■ To be done:
Can you give all the items below again with "natural-language query" replaced by "plain-text query" and everything else unchanged, leaving out the pictures?

■ Entries supplied:
....
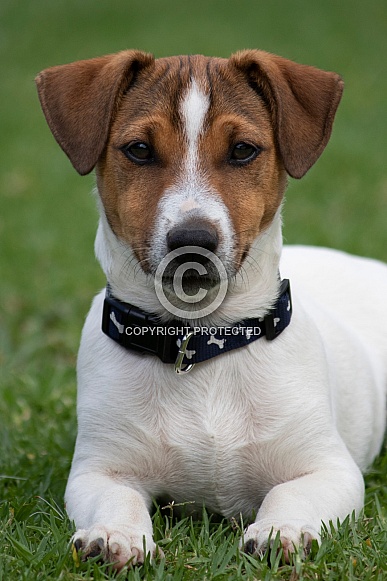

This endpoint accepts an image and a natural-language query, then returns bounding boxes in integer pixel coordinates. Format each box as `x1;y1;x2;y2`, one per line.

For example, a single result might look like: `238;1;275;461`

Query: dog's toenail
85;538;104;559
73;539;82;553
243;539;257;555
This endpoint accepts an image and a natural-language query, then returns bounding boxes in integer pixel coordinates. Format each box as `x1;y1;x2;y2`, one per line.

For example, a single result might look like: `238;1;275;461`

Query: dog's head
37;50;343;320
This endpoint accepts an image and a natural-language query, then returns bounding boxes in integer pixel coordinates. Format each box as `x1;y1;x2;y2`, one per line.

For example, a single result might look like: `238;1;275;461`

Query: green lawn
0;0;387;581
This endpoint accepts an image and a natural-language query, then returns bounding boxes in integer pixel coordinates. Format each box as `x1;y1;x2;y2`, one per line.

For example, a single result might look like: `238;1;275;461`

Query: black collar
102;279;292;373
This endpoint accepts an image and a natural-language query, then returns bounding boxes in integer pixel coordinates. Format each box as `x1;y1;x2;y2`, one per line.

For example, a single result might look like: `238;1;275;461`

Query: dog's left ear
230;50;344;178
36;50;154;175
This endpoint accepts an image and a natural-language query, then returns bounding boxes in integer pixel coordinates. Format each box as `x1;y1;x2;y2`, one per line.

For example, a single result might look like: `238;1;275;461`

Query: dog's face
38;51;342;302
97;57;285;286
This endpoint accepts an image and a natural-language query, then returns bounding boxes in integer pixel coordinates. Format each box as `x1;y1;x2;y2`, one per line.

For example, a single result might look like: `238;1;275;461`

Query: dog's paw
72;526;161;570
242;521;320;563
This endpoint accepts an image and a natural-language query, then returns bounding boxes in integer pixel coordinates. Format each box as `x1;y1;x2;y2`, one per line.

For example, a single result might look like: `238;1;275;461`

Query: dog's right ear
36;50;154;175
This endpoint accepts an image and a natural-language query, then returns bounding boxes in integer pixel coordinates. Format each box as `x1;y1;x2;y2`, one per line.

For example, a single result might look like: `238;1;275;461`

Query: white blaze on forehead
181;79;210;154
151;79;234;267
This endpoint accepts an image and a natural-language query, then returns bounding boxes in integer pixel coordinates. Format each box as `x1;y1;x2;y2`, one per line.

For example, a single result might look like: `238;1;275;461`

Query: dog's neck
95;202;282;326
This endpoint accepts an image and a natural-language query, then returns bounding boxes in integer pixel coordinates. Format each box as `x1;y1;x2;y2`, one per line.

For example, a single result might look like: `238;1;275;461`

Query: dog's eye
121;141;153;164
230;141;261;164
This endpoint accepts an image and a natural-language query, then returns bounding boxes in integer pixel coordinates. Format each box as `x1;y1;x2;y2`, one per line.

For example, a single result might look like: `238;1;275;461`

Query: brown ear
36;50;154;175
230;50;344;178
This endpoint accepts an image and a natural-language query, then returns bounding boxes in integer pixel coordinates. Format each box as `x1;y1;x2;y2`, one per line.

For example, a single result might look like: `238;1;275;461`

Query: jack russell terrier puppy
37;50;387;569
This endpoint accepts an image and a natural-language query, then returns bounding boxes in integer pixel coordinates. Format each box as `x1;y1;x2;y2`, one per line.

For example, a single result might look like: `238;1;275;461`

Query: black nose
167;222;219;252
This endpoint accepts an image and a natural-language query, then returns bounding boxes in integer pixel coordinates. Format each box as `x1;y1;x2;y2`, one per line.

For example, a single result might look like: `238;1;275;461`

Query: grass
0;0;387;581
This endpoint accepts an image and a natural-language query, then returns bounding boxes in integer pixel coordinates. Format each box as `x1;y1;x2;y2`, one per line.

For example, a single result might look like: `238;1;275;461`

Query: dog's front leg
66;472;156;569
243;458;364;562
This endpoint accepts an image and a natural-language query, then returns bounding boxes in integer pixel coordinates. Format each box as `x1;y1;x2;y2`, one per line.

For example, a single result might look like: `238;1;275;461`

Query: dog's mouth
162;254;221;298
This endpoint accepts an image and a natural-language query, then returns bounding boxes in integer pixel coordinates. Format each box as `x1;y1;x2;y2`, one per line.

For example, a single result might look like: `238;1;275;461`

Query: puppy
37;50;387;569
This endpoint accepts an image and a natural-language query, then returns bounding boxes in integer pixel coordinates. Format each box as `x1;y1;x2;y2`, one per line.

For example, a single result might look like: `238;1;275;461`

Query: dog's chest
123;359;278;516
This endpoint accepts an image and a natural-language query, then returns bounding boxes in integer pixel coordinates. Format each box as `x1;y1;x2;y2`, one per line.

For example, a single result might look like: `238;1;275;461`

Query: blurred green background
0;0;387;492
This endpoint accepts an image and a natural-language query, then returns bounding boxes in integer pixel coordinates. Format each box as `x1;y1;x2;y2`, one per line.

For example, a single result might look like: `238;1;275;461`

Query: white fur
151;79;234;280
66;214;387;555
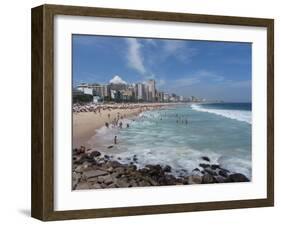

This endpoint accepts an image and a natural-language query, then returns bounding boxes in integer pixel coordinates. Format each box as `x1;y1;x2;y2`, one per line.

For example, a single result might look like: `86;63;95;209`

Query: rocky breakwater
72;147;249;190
....
■ Full answer:
This endpoint accepts an image and a plain-text query, then returns bounding boxes in integer pixel coordinates. Format each box as `x1;y1;x2;y2`, one per line.

For example, a single result might look like: `238;1;275;461`

Query: dog's toenail
85;538;104;559
73;539;82;553
243;539;257;555
This endpoint accepts an image and a plain-text query, then returns bounding boxes in integer pixel coordinates. Format each box as `x1;y1;x2;y2`, one per line.

For example, a single result might look like: `238;1;275;461`

Query: dog's head
37;50;343;320
This endpoint accepts an image and a plain-text query, then returns bounding boxes in integer pixel coordinates. Format each box as `x1;y1;x2;y2`, one per line.

For example, a single result might look like: `238;1;275;461`

Query: green lawn
0;0;387;581
This endpoint accepts an image and a plain-text query, then returns bounding boxes in integer pixel coordinates. Format each box as `x1;y1;x2;y2`, one per line.

For example, a single result might look like: `238;1;275;461`

Query: black collar
102;279;292;373
This endpoint accepts an image and a plain-text query, then returns bounding boxes in integer pixel coordinates. Format each box as `x1;y1;x2;y2`, one per line.

For example, a single result might look like: `238;1;275;461`

Query: dog's left ear
230;50;344;178
36;50;154;175
This endpoint accepts an image and a plain-text query, then returns bounding boxes in integer pixel coordinates. Format each box as `x1;y1;x2;y2`, one per line.

For example, a single result might look like: `238;1;275;461`

Query: dog's face
38;51;342;302
97;57;285;286
This endpoint accepts an image and a plain-text query, then returns bounding boxes in integer pixel coordinates. Format each box as `x1;y1;x2;y2`, one per line.

For example, a single result might look like: `238;1;275;461`

Query: dog's paw
72;526;161;570
242;521;320;563
This endpoint accepts an image and a plain-text query, then returns bounding boxes in integer pixel coordinates. Format each box as `x1;y1;x2;y2`, one per line.

For example, a single result might look like: `238;1;275;461`

Query: dog's right ear
36;50;154;175
This endpoint accepts an image and a plain-text query, then returns bounding boxes in integer pixel coordinates. Format each box as `x1;y1;x2;y2`, one per line.

For example, a single result might look like: `238;1;275;461`

Query: white blaze on forehead
181;79;210;154
151;79;234;267
This endpoint accepts an image and a plain-text query, then returns bounding boxes in integer pixel coordinates. Format each box as `x1;y1;x2;y2`, one per line.

For example, a single result might look like: `238;1;275;461`

Query: dog's neck
95;202;282;326
This endpoint accepts an image and a plain-text query, then returns bounding boxes in integer pixel coordinates. Format each box as `x1;y1;x2;y2`, one per line.

For example, a single result might look like: `238;1;275;461`

Query: dog's eye
121;141;153;164
230;141;261;164
This endpoint accepts an image and a plain-text query, then returns bounding boxes in integer pixel coordinates. Format each box as `x1;y1;x2;y2`, one per line.

For example, a single result might look like: `238;1;275;461`

Query: brown ear
36;50;154;175
230;50;344;178
This endpoint accepts an image and a plain-text query, then returns bounding boxes in integer pixel coordinates. Format each box as `x1;y1;x2;y2`, one per line.

For example, a single result might look like: `238;1;275;461`

Query: jack russell terrier puppy
37;50;387;569
This endpoint accepts an image and a plain-text query, then returns bounding boxes in integer pixel coordinates. Format each box as `x1;y1;x2;y2`, one per line.

For example, a single result might look like: `238;1;275;461`

Query: black nose
167;222;219;252
This endpoint accepts an image and a plain-text query, then returns bounding boxes in integer pixel coordinates. Format each box as `x1;y1;x2;y2`, one per line.

For example, a single result might look like: `238;1;275;461`

Query: grass
0;0;387;581
This endpoint accepts an image and a plain-text query, then returns bounding boxes in integer pixel coordinates. Format each box as `x1;y1;x2;y2`, one per line.

For example, a single result might look like: `238;1;275;461`

Query: dog's front leg
66;472;156;569
243;458;364;562
This endpoint accepts an image and a plain-text query, then returns bounding boxes in integer pixel coordinates. Format each box as `x1;y1;x2;y2`, one per line.

For example, a single result might look like: `238;1;275;461`

Query: dog's mouth
162;254;221;298
This endpoint accepts an image and a plain-text query, then returns bounding boxes in integer pixel coordinates. Format each box as `x1;y1;x2;y2`, one per line.

For example, a single result might look like: `238;1;275;461`

Query: puppy
37;50;387;569
This endpoint accepts an image and a plain-text query, then returns bounding boxes in integer pixel coordinates. Format each box as `x1;y1;x2;y2`, one per line.

For example, a single result might look like: `238;1;275;461`

Query: dog's chest
123;359;278;516
This endpoint accepts an image and a plain-text query, then returns bounding boxes in integer pixel coordinates. Format each box as `x1;y1;x2;y2`, one per line.

For example, a single result might look like: `238;1;275;461`

Query: blurred green background
0;0;387;492
This endpoint accepts an image and a plain-text query, then returns bounding boxes in integer pixel coordinates. Format each box as `x1;y1;x2;y2`, one per line.

For example, a single result might look like: `238;1;275;461`

Query: white fur
151;79;234;280
66;214;387;555

This endpoint accepts an image and a plain-text query, then returns bounding boxes in integer pixel coordinates. Format each box as `x1;y1;x2;y2`, one per line.

For example, a single result might look like: `86;63;95;209`

Query: rocky breakwater
72;147;249;190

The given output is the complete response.